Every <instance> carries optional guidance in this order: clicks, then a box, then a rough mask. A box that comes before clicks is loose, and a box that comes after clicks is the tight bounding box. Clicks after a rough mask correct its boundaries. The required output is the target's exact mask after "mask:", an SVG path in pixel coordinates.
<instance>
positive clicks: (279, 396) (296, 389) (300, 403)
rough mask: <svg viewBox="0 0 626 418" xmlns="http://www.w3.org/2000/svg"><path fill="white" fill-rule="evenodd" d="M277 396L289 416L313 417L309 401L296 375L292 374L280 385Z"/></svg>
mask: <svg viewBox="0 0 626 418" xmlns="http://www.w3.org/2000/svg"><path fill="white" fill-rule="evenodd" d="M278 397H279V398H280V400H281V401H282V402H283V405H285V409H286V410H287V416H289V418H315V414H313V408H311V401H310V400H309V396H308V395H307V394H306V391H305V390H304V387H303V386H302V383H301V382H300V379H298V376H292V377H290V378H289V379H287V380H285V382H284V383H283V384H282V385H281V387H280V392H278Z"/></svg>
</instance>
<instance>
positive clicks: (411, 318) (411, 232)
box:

______________________________

• **Exercise aim**
Output only the lines from the one containing "rough mask: <svg" through the end of the material, please, exactly as they appear.

• **Final answer**
rough mask: <svg viewBox="0 0 626 418" xmlns="http://www.w3.org/2000/svg"><path fill="white" fill-rule="evenodd" d="M277 396L289 416L313 417L309 401L296 375L292 374L280 385Z"/></svg>
mask: <svg viewBox="0 0 626 418" xmlns="http://www.w3.org/2000/svg"><path fill="white" fill-rule="evenodd" d="M278 397H279V398H280V400H281V401H282V402H283V405H285V409H286V410H287V416H289V418H315V414H313V408H311V401H310V400H309V396H308V395H307V394H306V391H305V390H304V387H303V386H302V383H301V382H300V379H298V376H292V377H290V378H289V379H287V380H285V382H284V383H283V384H282V385H281V387H280V392H278Z"/></svg>
</instance>
<instance>
positive clicks: (411, 318) (411, 232)
box:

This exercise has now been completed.